# Snails eating my plants???



## howie (Jan 5, 2007)

Recently I noticed some of my plants looked chewed up. Does anyone know if snails are eating my plants? I do have alot at the moment.

I have 29Gal with 2x65 watts (on 8hrs), pressurized C02, Flourite substrate, dosing dry ferts from gregg watson.

Fish includes 4 Discus, 26 cardinals, 2 or 3 Otos, 3 Siamese Algae Eater, 2 Amano Shrimps, and a german ram.


----------



## furballi (Feb 2, 2007)

Those fish are not going to last long in a 29 gal. I suspect the SAEs.


----------



## howie (Jan 5, 2007)

Thanks for replying. 

Yeah I know about the Discus getting huge. I am planning on moving them into a 70 gallon in a few months.

Are SAEs known for this? I thought they were safe for plant tanks?


----------



## DonaldmBoyer (Aug 18, 2005)

Well, if you don't have enough algae, the SAE's will start munching on your plants. Snails leave plants alone unless the plants are dying or starting to rot. Snails (as far as I know) leave healthy plants alone. You could try blanching some lettuce or getting some algae wafers to see if the SAE's will take to eating that instead of your plants.

## Tasks
- a) Using the forum thread about snails eating plants, answer these:
(i) How many cardinals are in the tank?
(ii) What size tank does howie plan to move the Discus into?
(iii) What does DonaldmBoyer suggest blanching?
- b) Does each statement agree with the forum thread about snails eating plants? Answer yes or no and quote the words from the thread that settle it.
(i) The tank lights are on for eight hours.
(ii) furballi suspects the snails of eating the plants.
(iii) DonaldmBoyer says snails leave healthy plants alone.
- c) Pick up the forum thread about snails eating plants right after its last sentence and continue it.
The items further down the page play no part in what you're asked to do here.

## Data
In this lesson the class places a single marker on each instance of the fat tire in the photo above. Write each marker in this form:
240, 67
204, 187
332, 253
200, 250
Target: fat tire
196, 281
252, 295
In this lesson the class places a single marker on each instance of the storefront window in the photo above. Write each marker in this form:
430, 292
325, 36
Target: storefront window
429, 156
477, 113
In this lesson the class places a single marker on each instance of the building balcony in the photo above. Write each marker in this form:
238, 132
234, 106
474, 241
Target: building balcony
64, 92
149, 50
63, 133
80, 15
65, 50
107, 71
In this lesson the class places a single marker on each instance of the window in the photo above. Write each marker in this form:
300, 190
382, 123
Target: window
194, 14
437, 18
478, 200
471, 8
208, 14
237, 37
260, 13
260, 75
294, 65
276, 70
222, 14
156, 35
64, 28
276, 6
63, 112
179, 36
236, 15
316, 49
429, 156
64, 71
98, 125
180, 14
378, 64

## Answers for this exercise
- a)
(i) 26
(ii) A 70 gallon
(iii) Lettuce

- b)
(i) Yes: "2x65 watts (on 8hrs)"
(ii) No: "I suspect the SAEs."
(iii) Yes: "Snails (as far as I know) leave healthy plants alone."

- c)
----------



## cs_gardener (Apr 28, 2006)

Some snails will happily munch plants. I have one tank with snails that are up to 1/2" across (so far), tan shell with dark spots and the darn things are even eating the floating plants! I've seen a couple snails drift across the water in the tank until they land on a new plant to munch. I'm planning to bait and remove as many of them as I can. They are attractive with their spotted shells, but much too destructive.


----------



## evercl92 (Aug 14, 2006)

Depends on the specie(s) of snails you have. Some eat plants, others just eat dead / dieing plant material and algae. Post a pic of your snails, so we can get an ID on it.


----------



## oRiN999 (Apr 22, 2006)

yeh common pond snails and Malaysian trumpet snails IME leave plants alone they just eat algae but the bigger snails like ramshorn and apple snails really like to eat plants


----------



## trenac (Jul 16, 2004)

howie said:


> Are SAEs known for this? I thought they were safe for plant tanks?


I've never had a problem with mine eating plants. Even if you have no algae, they will eat regular fish food instead of plants.

As far as snails (pond, ramshorn, mts) go they will usually leave healthy plants alone, but will eat dieing plants. If you have an over abundance of snails this could be a problem, which may cause them to turn to eating plants.


----------



## Shrimp&Snails (Mar 27, 2006)

Pomacea bridgesii do *not* eat plants.....these snails have been known to starve to death or even eat parts of their own foot rather than plants. Pomacea canaliculata are plant eaters but if you're in the USA you probably don't own these snails unless the USDA haven't been onto you. Asolene spixi are another snail up for potential banning in the US because the young eat plants with great vigor.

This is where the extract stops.